Supplied text:
It is widely believed that due to their biological importance, emotional expressions display invariant properties which can be recognized irrespective of an individual’s learning or cultural background (i.e., that emotional communication involves ‘universal’ principles, Ekman, Sorenson, & Friesen, 1969). However, this idea is based largely on evidence from facial expressions of emotion as opposed to vocal expressions.
The goal of this research program is to determine whether vocal expressions of discrete emotion are similar in the acoustic form across languages and whether they are recognized in a similar manner in speech by listeners from different language backgrounds.
Our experiments are focusing on the communication abilities of young healthy adults using an inventory of emotional utterances produced by speakers of major world languages (e.g., English, Hindi, Arabic, Mandarin Chinese). We are using behavioural approaches (e.g., priming, auditory gating) and conducting acoustic analyses to answer the following questions: Do emotion expressions vary in their acoustic form among languages? Does emotion recognition rely on the same acoustic features and have the same time course among languages? And, do listeners recognize vocal emotions when listening to a foreign language? We hypothesize that different facets of emotional communication are subject to language-independent (‘universal’) as well as language-specific factors that will be systematically illuminated by our studies.

Work item A:
Edit the vocal emotion passage by rewriting the part starting at "It is widely" and ending at "to vocal expressions.", with "facial" replaced by "bodily".
Work item B:
Resume the vocal emotion passage after its final sentence, writing a short paragraph in the same technical register.

Source information:
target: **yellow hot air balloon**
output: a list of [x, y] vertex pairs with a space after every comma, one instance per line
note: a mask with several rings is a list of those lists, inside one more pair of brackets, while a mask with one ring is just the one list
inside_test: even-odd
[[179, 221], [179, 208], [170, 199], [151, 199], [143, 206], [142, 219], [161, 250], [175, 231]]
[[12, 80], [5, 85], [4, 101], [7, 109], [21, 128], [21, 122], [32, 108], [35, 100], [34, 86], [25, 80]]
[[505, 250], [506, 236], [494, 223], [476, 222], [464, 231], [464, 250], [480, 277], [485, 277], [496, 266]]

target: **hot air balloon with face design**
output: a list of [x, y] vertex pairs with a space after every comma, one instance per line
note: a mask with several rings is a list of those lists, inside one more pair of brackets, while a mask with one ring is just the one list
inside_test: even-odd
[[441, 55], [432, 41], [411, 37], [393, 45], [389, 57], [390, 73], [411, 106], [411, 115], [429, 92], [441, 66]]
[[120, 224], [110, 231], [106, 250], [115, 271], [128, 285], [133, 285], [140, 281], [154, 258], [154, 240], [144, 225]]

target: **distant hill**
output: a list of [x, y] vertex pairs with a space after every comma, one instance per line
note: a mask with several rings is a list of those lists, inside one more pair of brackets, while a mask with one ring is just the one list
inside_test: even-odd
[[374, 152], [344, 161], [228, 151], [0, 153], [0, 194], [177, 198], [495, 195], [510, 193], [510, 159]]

Task output A:
It is widely believed that due to their biological importance, emotional expressions display invariant properties which can be recognized irrespective of an individual’s learning or cultural background (i.e., that emotional communication involves ‘universal’ principles, Ekman, Sorenson, & Friesen, 1969). However, this idea is based largely on evidence from bodily expressions of emotion as opposed to vocal expressions.

Task output B:
Our cross-cultural studies will highlight the extent to which all humans share a common biological endowment for communicating emotions in the voice, while pointing to conditions where socio-cultural conventions might lead to mistaken impressions or “miscommunications” in this channel. These questions are increasingly pertinent in today’s “global village”, particularly in Canada, where people from different linguistic and cultural backgrounds are increasingly in contact with one another.